--- WHAT YOU WILL DO ---
Copy the listing below word for word, starting at the line that contains "of the parked" and continuing through the end of the listing.

::::::::::

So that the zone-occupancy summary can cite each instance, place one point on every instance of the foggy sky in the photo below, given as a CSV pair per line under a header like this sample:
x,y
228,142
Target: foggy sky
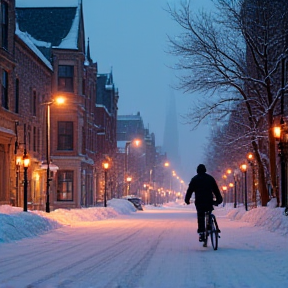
x,y
130,37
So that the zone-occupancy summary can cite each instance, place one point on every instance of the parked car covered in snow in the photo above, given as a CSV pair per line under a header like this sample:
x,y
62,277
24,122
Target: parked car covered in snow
x,y
137,202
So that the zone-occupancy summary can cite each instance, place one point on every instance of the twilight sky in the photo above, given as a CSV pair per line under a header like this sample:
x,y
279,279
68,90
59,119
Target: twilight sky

::::::::::

--- THE SOLUTION ---
So that the zone-occupancy summary can cite each instance, place one point on every instance of the parked car covered in snow in the photo above, given as a CSV pair per line under a header like this sample:
x,y
62,277
24,122
Target: parked car covered in snow
x,y
137,202
So that the zone-occupancy summary can cite each instance, place one point on every instance of the twilight sky in the photo above, given as a CSV pair per line under a header like this sample:
x,y
279,279
68,90
59,119
Target: twilight sky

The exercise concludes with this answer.